┌──

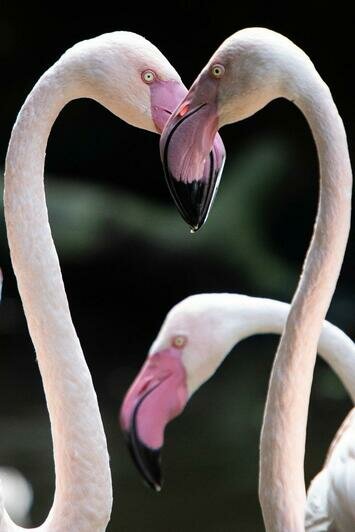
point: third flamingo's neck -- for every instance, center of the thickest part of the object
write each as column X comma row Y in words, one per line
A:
column 263, row 316
column 282, row 485
column 83, row 494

└──

Problem description >>
Rewrite the entries with "thickest" swapped for "widest", keeping everything else unchanged and omitting the pictures.

Solution for this task >>
point: third flamingo's neck -- for every instance, center of the widest part of the object
write each as column X comma row Y in words, one per line
A:
column 263, row 316
column 282, row 485
column 83, row 494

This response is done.